**WRITTEN INSTRUCTION:** Reproduce the entries word for word, starting at the line that contains "Place a marker on every instance of the woman's eyelashes, each" and ending at the last line of the entries, both included. Leave the pictures out of your answer.

**DATA EXCERPTS:**

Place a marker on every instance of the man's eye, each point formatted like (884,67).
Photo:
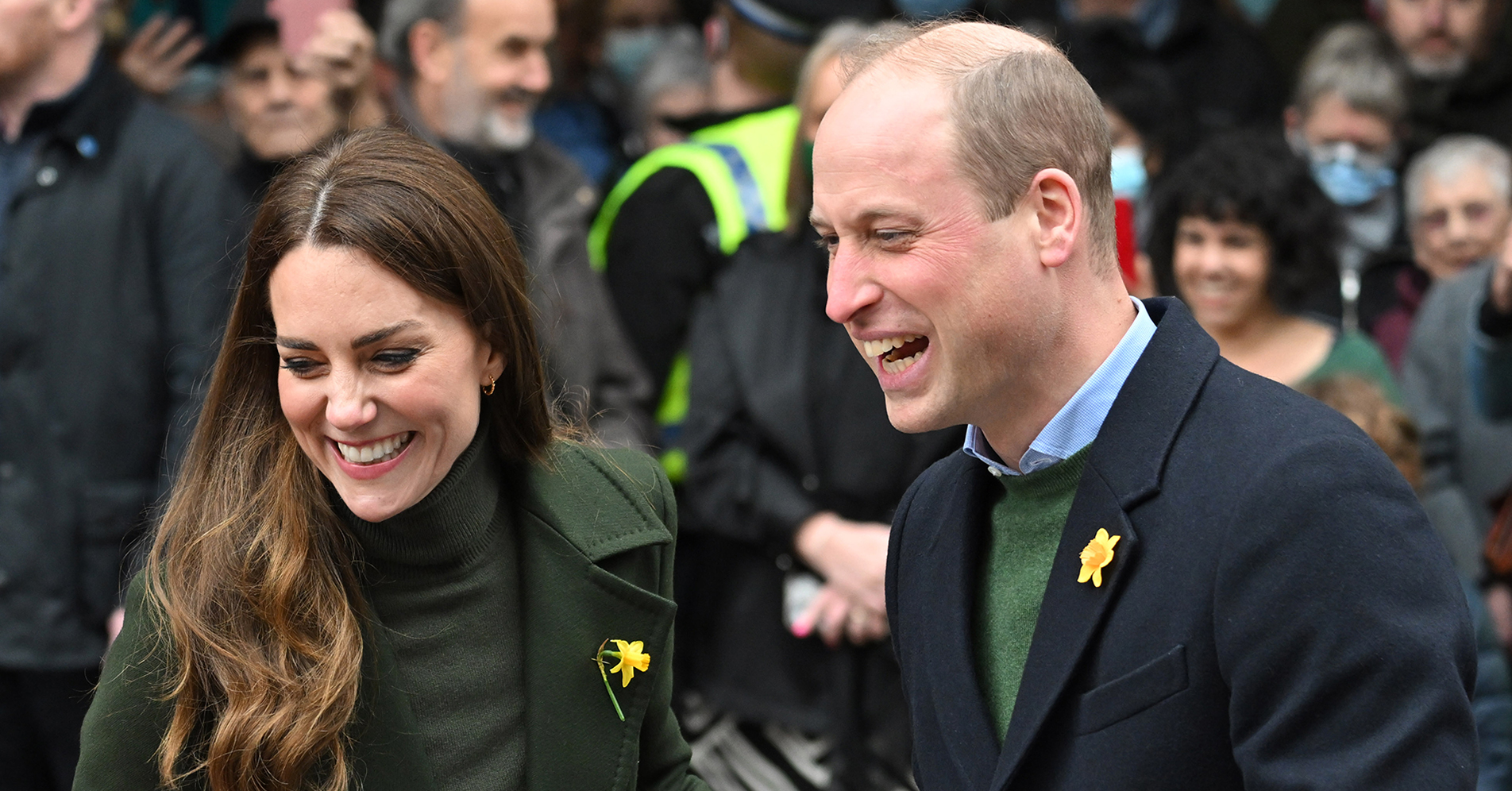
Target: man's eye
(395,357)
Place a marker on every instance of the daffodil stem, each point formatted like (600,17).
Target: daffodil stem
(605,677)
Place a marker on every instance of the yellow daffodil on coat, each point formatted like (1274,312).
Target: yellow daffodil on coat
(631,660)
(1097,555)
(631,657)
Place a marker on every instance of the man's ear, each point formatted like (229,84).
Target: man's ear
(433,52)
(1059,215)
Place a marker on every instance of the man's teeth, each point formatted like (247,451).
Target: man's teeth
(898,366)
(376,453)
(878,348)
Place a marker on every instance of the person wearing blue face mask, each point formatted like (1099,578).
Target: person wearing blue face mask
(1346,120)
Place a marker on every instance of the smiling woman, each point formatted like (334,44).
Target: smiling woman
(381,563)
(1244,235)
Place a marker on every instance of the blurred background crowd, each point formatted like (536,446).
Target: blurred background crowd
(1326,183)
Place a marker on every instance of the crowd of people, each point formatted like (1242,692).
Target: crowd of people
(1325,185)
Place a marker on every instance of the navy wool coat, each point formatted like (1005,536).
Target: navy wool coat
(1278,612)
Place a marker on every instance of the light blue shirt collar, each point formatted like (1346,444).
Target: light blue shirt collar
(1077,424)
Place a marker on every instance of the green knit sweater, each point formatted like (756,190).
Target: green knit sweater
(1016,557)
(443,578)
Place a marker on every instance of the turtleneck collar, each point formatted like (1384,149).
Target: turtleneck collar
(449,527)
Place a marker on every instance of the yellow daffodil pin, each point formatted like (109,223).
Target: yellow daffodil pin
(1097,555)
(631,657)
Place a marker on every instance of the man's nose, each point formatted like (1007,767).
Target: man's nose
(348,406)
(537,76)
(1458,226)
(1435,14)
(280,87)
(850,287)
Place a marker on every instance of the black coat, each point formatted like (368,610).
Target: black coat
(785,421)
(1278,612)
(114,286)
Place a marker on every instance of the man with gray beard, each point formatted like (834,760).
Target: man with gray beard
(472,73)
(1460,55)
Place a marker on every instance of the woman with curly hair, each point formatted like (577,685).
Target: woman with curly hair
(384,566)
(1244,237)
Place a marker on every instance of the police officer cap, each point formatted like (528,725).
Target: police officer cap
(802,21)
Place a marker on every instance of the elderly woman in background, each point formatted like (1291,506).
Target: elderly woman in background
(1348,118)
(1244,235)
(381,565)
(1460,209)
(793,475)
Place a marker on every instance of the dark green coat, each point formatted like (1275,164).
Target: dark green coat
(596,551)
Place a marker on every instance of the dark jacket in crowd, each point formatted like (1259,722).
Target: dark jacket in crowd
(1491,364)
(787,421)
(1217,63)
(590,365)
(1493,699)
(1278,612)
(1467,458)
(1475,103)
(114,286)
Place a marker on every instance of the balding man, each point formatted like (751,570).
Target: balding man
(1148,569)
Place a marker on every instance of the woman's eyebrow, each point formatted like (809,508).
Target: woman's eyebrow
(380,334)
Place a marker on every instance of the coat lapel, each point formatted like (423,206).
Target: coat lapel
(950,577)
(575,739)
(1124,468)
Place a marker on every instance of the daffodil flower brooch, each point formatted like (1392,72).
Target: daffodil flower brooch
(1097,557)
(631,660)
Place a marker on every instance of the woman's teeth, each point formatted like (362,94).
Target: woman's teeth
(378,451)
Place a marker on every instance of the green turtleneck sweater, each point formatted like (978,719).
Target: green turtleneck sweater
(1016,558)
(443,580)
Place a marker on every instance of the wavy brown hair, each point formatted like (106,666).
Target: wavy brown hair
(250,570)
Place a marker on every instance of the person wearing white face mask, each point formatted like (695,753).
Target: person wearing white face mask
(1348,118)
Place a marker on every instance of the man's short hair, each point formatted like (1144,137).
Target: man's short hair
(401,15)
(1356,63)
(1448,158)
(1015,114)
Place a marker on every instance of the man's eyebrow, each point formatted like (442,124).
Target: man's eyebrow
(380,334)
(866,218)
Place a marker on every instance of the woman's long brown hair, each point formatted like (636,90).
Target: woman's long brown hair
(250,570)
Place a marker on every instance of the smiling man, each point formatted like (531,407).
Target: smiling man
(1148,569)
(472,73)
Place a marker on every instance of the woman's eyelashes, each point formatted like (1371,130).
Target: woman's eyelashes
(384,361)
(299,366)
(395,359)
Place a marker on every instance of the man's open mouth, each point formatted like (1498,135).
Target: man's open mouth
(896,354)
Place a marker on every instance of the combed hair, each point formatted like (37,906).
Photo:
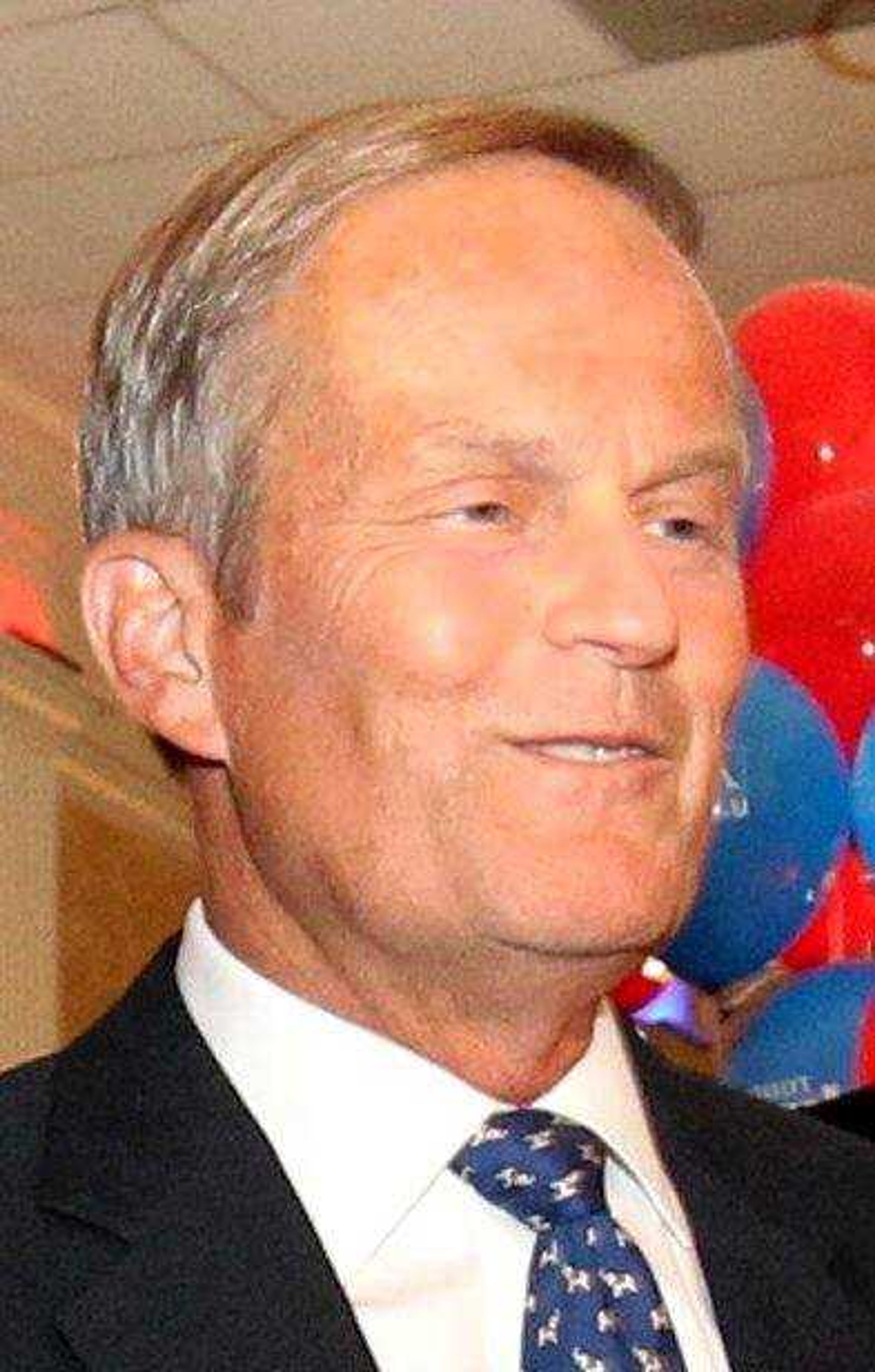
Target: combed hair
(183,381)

**THE ANSWER:**
Place a marker on every instance of the woman's eyelashes, each point formatted like (1371,130).
Target: woman's eyelashes
(384,361)
(299,366)
(395,359)
Place a marker on every instance of the man's open mouth, each point formatted like (1498,135).
Target: man's open mouth
(896,354)
Place a marker on every instance of the combed hair, each point formatted like (37,906).
Photo:
Target: combed hair
(183,381)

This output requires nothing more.